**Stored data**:
==============================

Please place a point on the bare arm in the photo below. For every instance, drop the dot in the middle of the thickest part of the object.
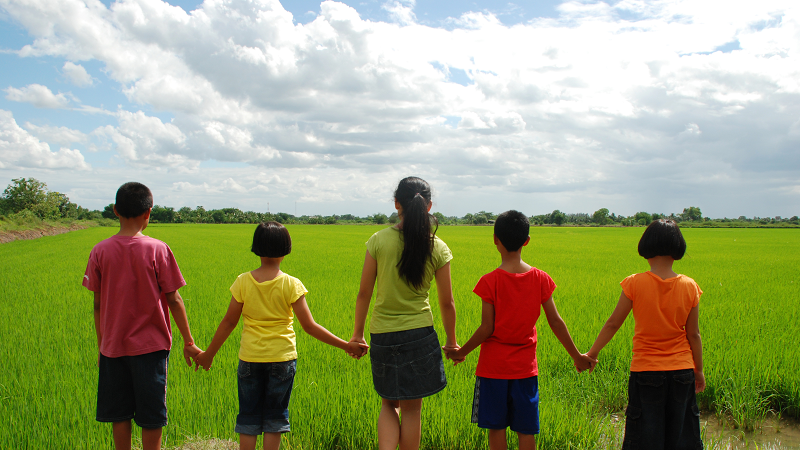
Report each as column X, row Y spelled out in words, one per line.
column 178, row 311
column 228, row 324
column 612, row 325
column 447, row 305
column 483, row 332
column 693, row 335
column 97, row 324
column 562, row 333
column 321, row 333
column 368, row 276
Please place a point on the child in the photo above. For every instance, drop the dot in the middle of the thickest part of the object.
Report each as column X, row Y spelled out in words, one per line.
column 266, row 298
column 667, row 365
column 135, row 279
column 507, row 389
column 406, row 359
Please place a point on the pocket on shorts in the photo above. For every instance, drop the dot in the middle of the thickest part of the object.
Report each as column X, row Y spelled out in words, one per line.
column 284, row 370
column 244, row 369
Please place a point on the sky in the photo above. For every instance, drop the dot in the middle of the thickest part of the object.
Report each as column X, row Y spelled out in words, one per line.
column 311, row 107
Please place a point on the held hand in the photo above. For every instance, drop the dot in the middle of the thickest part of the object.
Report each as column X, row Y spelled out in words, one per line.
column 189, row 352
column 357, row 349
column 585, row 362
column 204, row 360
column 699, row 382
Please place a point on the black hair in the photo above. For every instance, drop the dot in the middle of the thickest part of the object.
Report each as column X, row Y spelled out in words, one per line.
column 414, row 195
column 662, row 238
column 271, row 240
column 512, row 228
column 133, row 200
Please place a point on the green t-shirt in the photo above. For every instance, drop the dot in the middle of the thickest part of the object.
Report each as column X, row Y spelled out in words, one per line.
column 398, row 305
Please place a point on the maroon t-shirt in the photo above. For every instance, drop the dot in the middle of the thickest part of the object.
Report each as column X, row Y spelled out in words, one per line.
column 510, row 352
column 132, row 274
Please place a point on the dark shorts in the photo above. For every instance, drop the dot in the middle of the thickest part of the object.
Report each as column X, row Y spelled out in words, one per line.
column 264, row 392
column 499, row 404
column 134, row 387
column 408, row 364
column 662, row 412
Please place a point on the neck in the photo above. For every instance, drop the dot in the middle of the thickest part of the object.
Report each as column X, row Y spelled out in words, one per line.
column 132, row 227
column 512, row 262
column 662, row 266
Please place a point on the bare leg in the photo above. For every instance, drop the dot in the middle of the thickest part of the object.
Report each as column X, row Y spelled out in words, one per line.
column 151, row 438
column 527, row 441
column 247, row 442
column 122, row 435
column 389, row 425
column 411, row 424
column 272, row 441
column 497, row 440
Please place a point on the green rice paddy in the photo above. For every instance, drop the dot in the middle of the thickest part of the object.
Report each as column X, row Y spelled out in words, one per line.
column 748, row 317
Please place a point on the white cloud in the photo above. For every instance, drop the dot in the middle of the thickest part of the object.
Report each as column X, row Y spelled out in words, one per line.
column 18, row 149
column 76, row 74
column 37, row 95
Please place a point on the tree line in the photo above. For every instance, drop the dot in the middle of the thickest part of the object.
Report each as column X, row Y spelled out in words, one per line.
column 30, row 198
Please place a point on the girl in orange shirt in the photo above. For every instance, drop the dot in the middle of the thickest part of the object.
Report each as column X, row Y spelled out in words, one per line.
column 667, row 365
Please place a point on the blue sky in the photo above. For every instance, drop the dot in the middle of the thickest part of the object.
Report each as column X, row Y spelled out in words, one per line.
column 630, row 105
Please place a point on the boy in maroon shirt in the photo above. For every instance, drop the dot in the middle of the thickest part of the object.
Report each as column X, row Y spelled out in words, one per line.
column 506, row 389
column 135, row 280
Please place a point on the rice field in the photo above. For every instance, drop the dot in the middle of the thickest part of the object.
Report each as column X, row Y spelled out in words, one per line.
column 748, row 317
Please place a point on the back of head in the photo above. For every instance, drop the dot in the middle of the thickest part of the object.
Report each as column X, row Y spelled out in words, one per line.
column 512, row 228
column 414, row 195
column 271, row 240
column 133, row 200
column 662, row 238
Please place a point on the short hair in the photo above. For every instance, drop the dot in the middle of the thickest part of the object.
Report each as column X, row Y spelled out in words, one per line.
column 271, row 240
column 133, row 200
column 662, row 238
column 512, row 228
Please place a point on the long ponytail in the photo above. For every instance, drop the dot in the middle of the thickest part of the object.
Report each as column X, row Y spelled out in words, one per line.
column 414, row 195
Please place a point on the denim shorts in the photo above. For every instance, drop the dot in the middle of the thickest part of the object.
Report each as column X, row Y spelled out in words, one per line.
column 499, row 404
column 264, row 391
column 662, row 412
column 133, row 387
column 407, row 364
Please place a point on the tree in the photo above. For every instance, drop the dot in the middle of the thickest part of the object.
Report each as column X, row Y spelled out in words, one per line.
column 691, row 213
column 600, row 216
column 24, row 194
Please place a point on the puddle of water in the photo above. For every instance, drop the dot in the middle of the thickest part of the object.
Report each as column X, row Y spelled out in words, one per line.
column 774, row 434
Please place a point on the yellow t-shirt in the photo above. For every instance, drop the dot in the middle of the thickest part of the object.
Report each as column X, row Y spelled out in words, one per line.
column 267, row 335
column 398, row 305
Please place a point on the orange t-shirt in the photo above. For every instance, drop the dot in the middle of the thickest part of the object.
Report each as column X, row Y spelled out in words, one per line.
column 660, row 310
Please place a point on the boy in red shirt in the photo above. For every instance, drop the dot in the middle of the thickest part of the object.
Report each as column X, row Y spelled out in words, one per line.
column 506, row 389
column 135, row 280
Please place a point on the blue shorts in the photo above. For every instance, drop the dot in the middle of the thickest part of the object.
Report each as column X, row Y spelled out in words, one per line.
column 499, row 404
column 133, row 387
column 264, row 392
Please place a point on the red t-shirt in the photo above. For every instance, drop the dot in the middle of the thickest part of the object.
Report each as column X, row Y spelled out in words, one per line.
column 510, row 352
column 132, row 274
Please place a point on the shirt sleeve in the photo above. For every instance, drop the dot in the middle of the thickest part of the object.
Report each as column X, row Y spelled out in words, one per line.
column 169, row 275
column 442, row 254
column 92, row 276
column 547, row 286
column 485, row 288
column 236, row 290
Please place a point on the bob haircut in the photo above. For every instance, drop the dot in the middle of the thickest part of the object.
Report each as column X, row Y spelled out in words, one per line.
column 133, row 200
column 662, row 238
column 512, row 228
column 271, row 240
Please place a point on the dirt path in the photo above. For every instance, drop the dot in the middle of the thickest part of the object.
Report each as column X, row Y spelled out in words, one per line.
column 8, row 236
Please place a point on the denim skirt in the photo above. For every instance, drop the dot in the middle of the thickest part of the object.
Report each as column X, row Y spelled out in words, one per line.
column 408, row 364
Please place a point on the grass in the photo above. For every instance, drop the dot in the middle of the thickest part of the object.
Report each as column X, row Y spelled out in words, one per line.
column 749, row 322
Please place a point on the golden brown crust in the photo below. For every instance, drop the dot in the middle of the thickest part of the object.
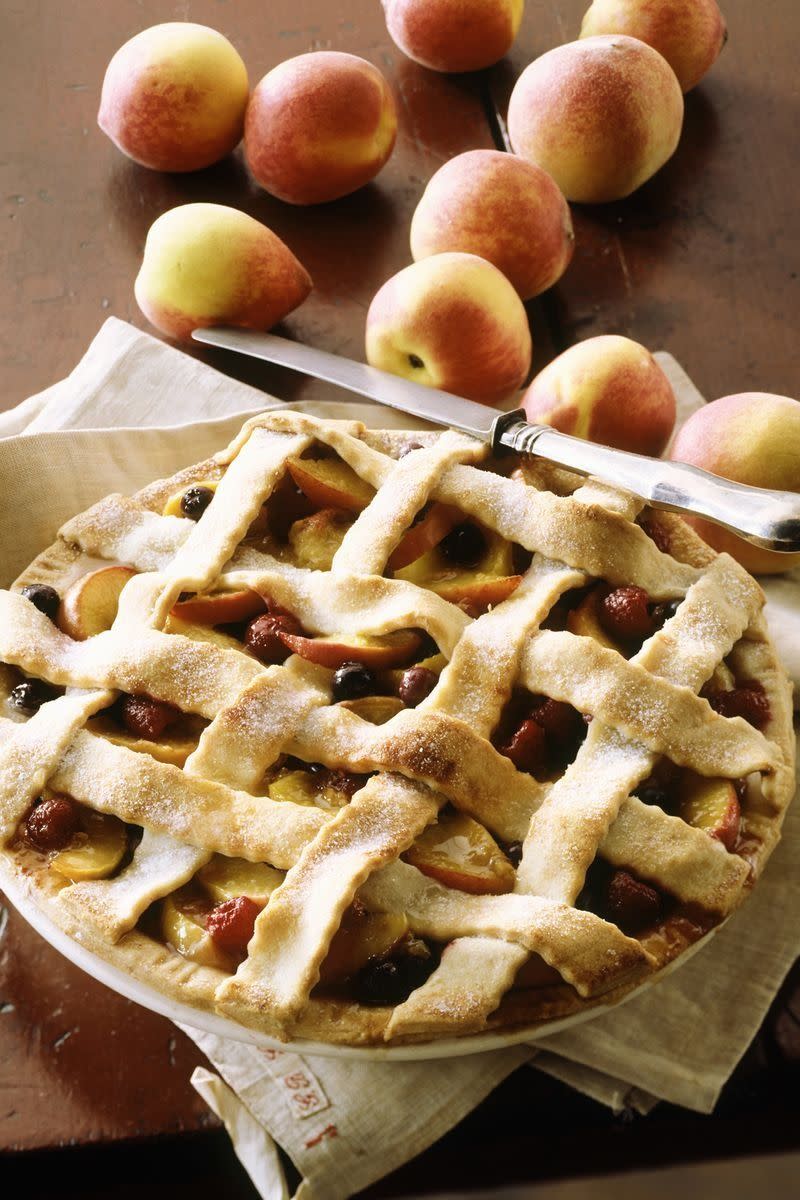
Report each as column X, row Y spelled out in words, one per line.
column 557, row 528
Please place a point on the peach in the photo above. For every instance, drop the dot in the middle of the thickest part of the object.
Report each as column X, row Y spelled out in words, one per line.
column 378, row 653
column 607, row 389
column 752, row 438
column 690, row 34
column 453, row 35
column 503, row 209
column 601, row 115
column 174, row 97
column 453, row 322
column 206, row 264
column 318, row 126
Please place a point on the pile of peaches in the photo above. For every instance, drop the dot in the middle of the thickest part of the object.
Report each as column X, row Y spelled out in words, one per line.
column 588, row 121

==============================

**Short task**: Reproduce all of the data above word for word, but leave out the pictures.

**Written solution**:
Please place a point on the bare arm in the photo below. For every instance, drop the dot in the middle of the thickest part of the object.
Report each as column X, row Y spelled out in words, one per line.
column 178, row 311
column 228, row 324
column 612, row 325
column 447, row 305
column 483, row 332
column 693, row 335
column 97, row 324
column 562, row 333
column 321, row 333
column 368, row 276
Please place a point on the child in the photo above. For every instance, drop the dot in the middle of the thickest part of the object.
Report each as column X, row Y spelled out in words, one per line.
column 266, row 298
column 667, row 365
column 135, row 279
column 507, row 389
column 406, row 359
Please place a point on the pocket on shorts in the photo above. For every instance, drop the dot in the middle of the thickest part of the object.
Report each as column X, row Y spelled out in words, one per line.
column 284, row 370
column 244, row 369
Please place a point on the sky in the photo above. For every instance, drop the dot in the middle of the thickest part of the object.
Report each as column X, row Y spelled out in words, one per line.
column 311, row 107
Please place a point on the held hand in the photo above. For every instance, drop the dot in the middle of the thickest part of the object.
Report each as column X, row Y spelled out in words, one per line.
column 189, row 352
column 357, row 349
column 585, row 362
column 204, row 360
column 699, row 382
Please place a point on the black hair in the photo above. For every instance, drop the dot in the middle of the thickest part of the object.
Report each as column X, row Y spelled out in words, one per line.
column 414, row 195
column 662, row 238
column 271, row 240
column 512, row 228
column 133, row 200
Please place a point on the green t-shirt in the photo above. For every instance, drop the dot in the middle of the thickest part of the object.
Report each as column X, row Y spelled out in words, one per line.
column 398, row 305
Please place a point on the maroon t-shirt in the photo above. For every instance, drop the dot in the middle of the thickest part of the object.
Report each as column X, row Y spelled out in words, one per line.
column 510, row 352
column 132, row 274
Please place a point on the dark shorts in the photo above. For every instance, drop the dot in the middle of the thickest part of the object.
Report each as column X, row Y spelled out in words, one per line.
column 264, row 392
column 499, row 404
column 134, row 387
column 408, row 364
column 662, row 412
Please place a point on the neck in the photo above. For every instance, drop the dot in the middle of the thickest part of the object.
Report each as column X, row Y spelled out in words, one per line.
column 132, row 227
column 512, row 262
column 662, row 266
Please place a point on the bare leg in the photo above. For every instance, drop the dot in the middle of the thickest part of the object.
Report each as column X, row Y spelled out in words, one per line.
column 151, row 438
column 527, row 441
column 247, row 442
column 122, row 435
column 389, row 425
column 411, row 424
column 272, row 441
column 497, row 440
Please place a point on the green rice paddy in the photo above. For every instance, drop the dot in the middle of the thickest part of the object.
Report each as column X, row Y spelled out in words, one per line.
column 748, row 317
Please place a point on the white cloud in the photo above. For every instance, drop the dot in the middle of the thickest part of the object.
Report each as column X, row Y spelled out in words, one per line.
column 18, row 149
column 76, row 74
column 37, row 95
Please place a point on the tree line in the photo above. For every instance, drop the dot in the middle of the thickest part of the object.
Report each as column X, row Y spelled out in words, one per line.
column 30, row 198
Please place a point on the girl in orange shirt in the photo above. For every instance, drop the dot in the middle of the thickest part of the object.
Report each as column X, row Y spelled out in words, one per line.
column 667, row 365
Please place a point on the blue sky in the photo above. For every instance, drop the dot in the middle of the thickest part of the object.
Report each as column X, row Y spelled out in words, one per line.
column 630, row 105
Please place a point on the boy in maroon shirt in the photo above. For every instance, drop the dot in the middle of the thickest part of the object.
Report each as column X, row Y spelled out in words, one per line.
column 506, row 389
column 135, row 280
Please place a point on the rice field in the photo above. For every instance, drop the dot in the middle of the thickest part of the object.
Report each as column X, row Y spelled out in words, one per line.
column 748, row 317
Please place a point on the back of head in the photo above. For every instance, drop the dot in the middle of the thickest part of the object.
Report each as column X, row Y spelled out in words, one per line.
column 512, row 228
column 414, row 195
column 271, row 240
column 133, row 200
column 662, row 238
Please place a point on the short hair in the photo above. For every instance, drop the dot in the middle of the thickest part of the object.
Report each as column X, row Y spelled out in words, one per line.
column 271, row 240
column 133, row 200
column 662, row 238
column 512, row 228
Please place a point on the long ponytail in the photo above. For every instance, drop the dot in the middle of the thickest part of the object.
Report each as column X, row Y spelled out in words, one per line.
column 414, row 195
Please place a point on the denim shorts in the photo above. For every instance, drop the dot in the middle of the thickest part of the object.
Report each as column X, row Y spelled out in words, one per line.
column 499, row 404
column 264, row 391
column 662, row 412
column 133, row 387
column 407, row 364
Please place a point on the tree in the photo above. For every instance, drop the dot in the middle of the thickest part of the object.
Report each as column X, row Y spelled out in words, one per line.
column 691, row 213
column 600, row 216
column 24, row 194
Please place a point on the puddle of water in the photo above. For every instance, drop the dot in the middle of the thickest part of the object.
Report each as column X, row Y spelled out in words, one per line.
column 774, row 434
Please place a point on the yellow t-shirt in the photo above. For every instance, drop the dot in the middle of the thickest part of the object.
Report each as column X, row Y spelled out in words, one per line.
column 267, row 335
column 398, row 305
Please place a point on the orange t-shirt in the photo above. For every instance, drop the dot in the middle of the thickest part of the object.
Report each as column X, row Y spelled out in words, one per line.
column 660, row 310
Please place a point on the boy in red shirt in the photo above. For every instance, drop the dot in the middle of the thickest part of the object.
Report each as column X, row Y spelled out in words, one per line.
column 506, row 389
column 135, row 280
Please place a point on the blue shorts in the photo above. For every instance, drop the dot in the middle of the thickest part of the object.
Report each as column X, row Y spelled out in words, one per line.
column 499, row 404
column 133, row 387
column 264, row 392
Please place a point on the red t-shirt in the photo above. For every instance, drop the dot in the middle of the thickest part of the object.
Report each as column X, row Y spelled out in words, one per line.
column 510, row 352
column 132, row 274
Please place a point on the shirt sleeve in the photo above. For every instance, drop the dot in the middle of the thickest part of the object.
Report each as column X, row Y spelled out in words, one per line.
column 169, row 275
column 442, row 254
column 92, row 276
column 547, row 286
column 485, row 288
column 236, row 290
Please place a point on the bob haircut in the photo above. For every instance, drop the dot in the middle of the thickest part of the object.
Report each as column X, row Y spelled out in words, one per line.
column 133, row 200
column 662, row 238
column 512, row 228
column 271, row 240
Please place a point on the dirt path in the photo above. For every instance, drop the dot in the middle of the thickest part of the object.
Report each as column X, row Y spelled out in words, one per line.
column 8, row 236
Please place a point on the denim skirt in the photo above. For every instance, drop the dot in the middle of the thickest part of the object.
Report each as column X, row Y spelled out in words, one per line.
column 408, row 364
Please place a point on the grass in the photo above. For every instance, drop the dot in the middle of the thickest part of the object.
Report each as column X, row Y spelled out in words, one per line.
column 749, row 322
Please place a point on the golden brown crust in the photo below. For every instance, drop the dot in the middle of the thickest part of the object.
Report each as column X, row Y spelled out in words, one per line.
column 557, row 528
Please place a point on the peach in the photo above. For every instance, drop the dot in the middle of the thickest part of the object.
Report each as column X, row Y spelled out in words, one per line.
column 378, row 653
column 607, row 389
column 752, row 438
column 690, row 34
column 453, row 35
column 503, row 209
column 601, row 115
column 174, row 97
column 453, row 322
column 206, row 264
column 318, row 126
Please place a point on the pile of peaches in the photo above. For every instance, drop the dot in the middle of the thickest part of the object.
Report each as column X, row Y spelled out in words, one per line.
column 588, row 121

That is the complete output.